§ **SUPPLIED MATERIAL**
>>>>>

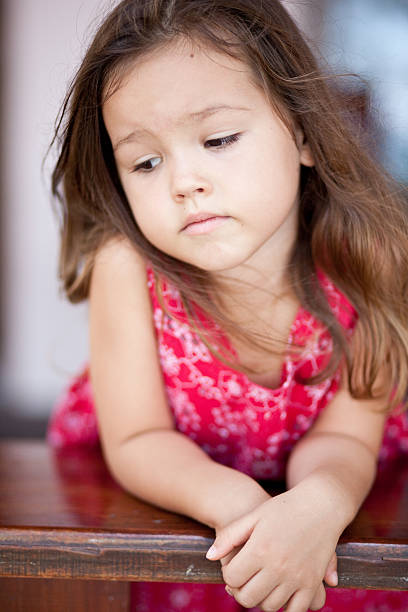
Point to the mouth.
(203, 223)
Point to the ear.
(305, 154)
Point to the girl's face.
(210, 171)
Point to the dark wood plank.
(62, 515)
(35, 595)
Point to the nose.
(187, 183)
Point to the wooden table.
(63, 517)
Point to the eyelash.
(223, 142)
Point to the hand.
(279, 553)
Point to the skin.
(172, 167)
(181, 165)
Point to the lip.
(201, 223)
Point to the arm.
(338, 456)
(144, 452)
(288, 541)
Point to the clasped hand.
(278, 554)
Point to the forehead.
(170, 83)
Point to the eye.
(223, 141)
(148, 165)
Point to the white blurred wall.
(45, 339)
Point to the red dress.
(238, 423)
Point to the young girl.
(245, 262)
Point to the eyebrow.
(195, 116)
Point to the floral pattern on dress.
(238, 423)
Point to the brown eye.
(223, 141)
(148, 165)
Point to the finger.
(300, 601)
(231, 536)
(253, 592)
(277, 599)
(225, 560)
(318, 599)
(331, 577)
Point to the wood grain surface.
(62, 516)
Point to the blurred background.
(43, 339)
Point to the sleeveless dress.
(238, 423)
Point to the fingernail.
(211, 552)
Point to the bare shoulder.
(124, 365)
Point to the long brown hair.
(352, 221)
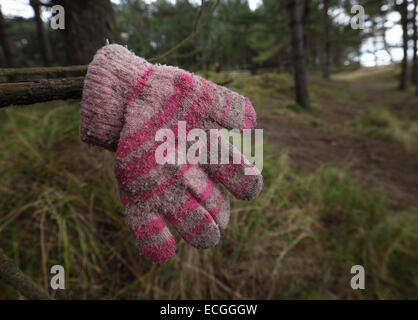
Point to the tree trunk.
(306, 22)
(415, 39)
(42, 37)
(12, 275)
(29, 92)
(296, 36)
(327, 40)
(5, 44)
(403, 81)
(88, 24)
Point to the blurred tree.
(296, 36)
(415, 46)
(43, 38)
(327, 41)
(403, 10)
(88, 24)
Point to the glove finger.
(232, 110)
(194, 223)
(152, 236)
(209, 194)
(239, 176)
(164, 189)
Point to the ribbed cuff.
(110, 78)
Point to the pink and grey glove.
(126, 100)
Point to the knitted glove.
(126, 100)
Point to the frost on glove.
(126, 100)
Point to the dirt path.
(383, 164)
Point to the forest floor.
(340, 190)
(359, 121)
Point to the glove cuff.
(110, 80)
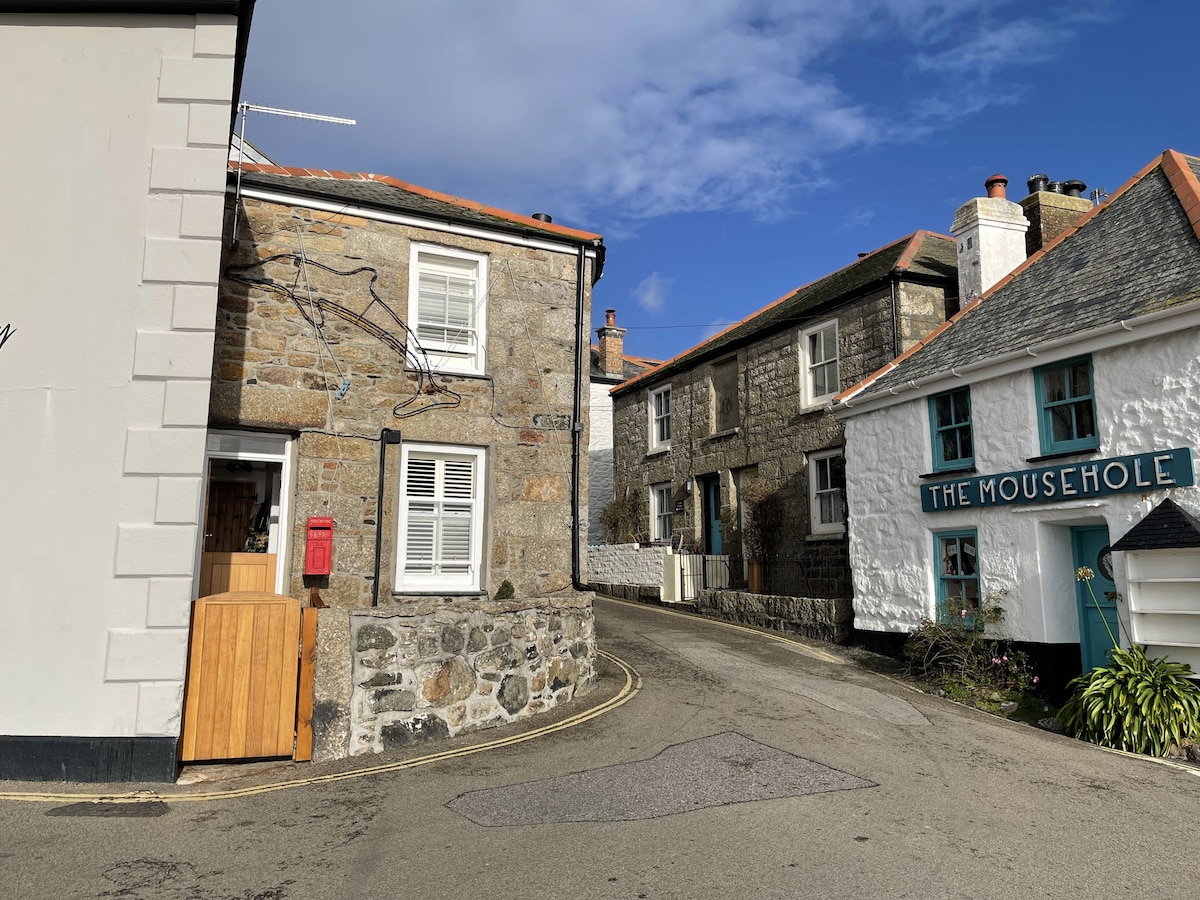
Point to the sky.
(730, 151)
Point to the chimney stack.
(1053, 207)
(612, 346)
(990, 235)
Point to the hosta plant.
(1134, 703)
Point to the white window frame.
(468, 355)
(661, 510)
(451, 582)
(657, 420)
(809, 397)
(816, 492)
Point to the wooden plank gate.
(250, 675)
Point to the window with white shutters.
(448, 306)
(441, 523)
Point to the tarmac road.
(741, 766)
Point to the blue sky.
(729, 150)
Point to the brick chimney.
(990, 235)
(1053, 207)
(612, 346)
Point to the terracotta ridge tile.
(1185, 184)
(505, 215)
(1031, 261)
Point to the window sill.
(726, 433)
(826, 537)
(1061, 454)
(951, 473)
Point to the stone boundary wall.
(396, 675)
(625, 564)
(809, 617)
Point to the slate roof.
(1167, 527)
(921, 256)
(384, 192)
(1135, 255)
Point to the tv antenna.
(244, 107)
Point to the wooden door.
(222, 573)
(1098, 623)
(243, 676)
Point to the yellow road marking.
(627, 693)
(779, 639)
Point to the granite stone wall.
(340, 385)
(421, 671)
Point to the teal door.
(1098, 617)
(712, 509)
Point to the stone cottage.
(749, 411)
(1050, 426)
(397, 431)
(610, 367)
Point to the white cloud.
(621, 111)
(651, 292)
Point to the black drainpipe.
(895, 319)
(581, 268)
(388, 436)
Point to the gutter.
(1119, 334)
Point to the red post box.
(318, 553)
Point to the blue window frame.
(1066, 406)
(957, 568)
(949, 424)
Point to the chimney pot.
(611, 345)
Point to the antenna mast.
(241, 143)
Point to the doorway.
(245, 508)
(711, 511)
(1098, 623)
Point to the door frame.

<<<<<
>>>>>

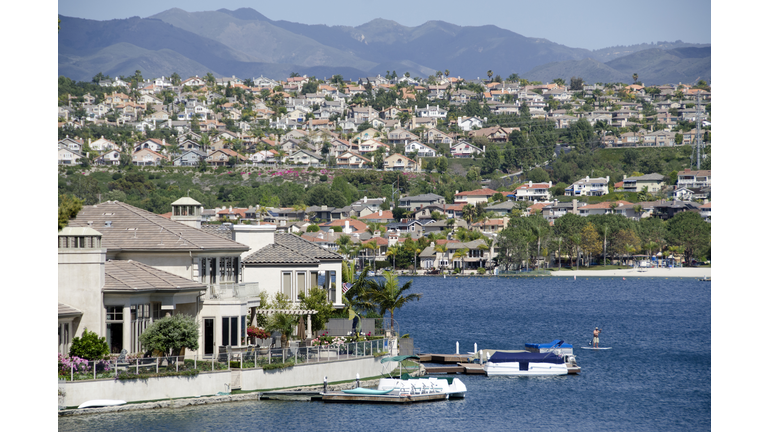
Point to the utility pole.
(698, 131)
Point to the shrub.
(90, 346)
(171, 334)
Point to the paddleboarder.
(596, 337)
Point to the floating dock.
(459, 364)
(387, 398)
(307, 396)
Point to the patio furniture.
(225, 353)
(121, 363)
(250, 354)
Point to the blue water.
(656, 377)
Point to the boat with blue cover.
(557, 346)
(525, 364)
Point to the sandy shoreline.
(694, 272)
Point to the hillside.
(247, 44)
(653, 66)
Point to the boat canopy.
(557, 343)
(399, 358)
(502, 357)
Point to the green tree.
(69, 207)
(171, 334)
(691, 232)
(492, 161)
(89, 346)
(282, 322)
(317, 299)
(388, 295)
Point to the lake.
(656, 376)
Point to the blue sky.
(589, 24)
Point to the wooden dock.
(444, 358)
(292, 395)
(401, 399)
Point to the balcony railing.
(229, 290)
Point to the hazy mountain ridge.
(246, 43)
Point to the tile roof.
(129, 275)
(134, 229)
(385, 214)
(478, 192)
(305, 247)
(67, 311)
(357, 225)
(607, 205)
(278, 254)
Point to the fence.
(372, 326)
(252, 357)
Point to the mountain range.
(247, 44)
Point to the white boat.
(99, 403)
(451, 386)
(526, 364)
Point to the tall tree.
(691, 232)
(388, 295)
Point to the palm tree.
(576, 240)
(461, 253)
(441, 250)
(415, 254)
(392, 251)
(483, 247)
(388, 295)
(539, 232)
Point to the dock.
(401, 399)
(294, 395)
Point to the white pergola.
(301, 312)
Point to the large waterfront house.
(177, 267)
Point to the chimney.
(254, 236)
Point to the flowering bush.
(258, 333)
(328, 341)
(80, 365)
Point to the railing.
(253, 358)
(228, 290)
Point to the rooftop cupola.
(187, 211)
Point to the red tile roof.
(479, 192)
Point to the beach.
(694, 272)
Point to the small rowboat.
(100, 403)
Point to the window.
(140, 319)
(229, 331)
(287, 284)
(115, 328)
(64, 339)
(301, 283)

<<<<<
>>>>>

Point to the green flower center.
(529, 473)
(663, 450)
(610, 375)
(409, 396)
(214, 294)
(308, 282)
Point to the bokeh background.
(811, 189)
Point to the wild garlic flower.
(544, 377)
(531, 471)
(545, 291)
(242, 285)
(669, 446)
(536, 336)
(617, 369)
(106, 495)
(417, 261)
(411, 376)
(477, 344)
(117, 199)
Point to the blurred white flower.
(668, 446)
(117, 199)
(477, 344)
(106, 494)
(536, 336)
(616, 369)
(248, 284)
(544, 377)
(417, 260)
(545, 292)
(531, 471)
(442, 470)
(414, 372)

<<<<<

§ **WRITTEN TASK**
Please copy out, word for word, the entries from the line with "Point to the brown eye." up to and including the line with "(1134, 703)". Leave the pictures out.

§ **RESPONSE TO THIS TASK**
Point to the brown eye.
(223, 141)
(148, 165)
Point to the finger.
(300, 601)
(231, 536)
(253, 592)
(277, 599)
(225, 560)
(318, 599)
(331, 577)
Point to the wood grain surface.
(62, 516)
Point to the blurred background.
(43, 339)
Point to the sleeveless dress.
(238, 423)
Point to the fingernail.
(211, 552)
Point to the bare shoulder.
(124, 365)
Point to the long brown hair.
(352, 221)
Point to the tree trunk.
(306, 22)
(415, 39)
(42, 37)
(12, 275)
(29, 92)
(296, 36)
(327, 40)
(5, 44)
(403, 81)
(88, 24)
Point to the blurred tree.
(296, 36)
(415, 46)
(43, 38)
(327, 41)
(403, 10)
(88, 24)
Point to the glove finger.
(232, 110)
(194, 223)
(152, 236)
(209, 194)
(239, 176)
(164, 189)
Point to the ribbed cuff.
(110, 78)
Point to the pink and grey glove.
(126, 100)
Point to the knitted glove.
(126, 100)
Point to the frost on glove.
(126, 100)
Point to the dirt path.
(383, 164)
Point to the forest floor.
(340, 190)
(359, 121)
Point to the glove cuff.
(110, 80)
Point to the sky.
(730, 151)
Point to the chimney stack.
(1053, 207)
(612, 346)
(990, 235)
Point to the hosta plant.
(1134, 703)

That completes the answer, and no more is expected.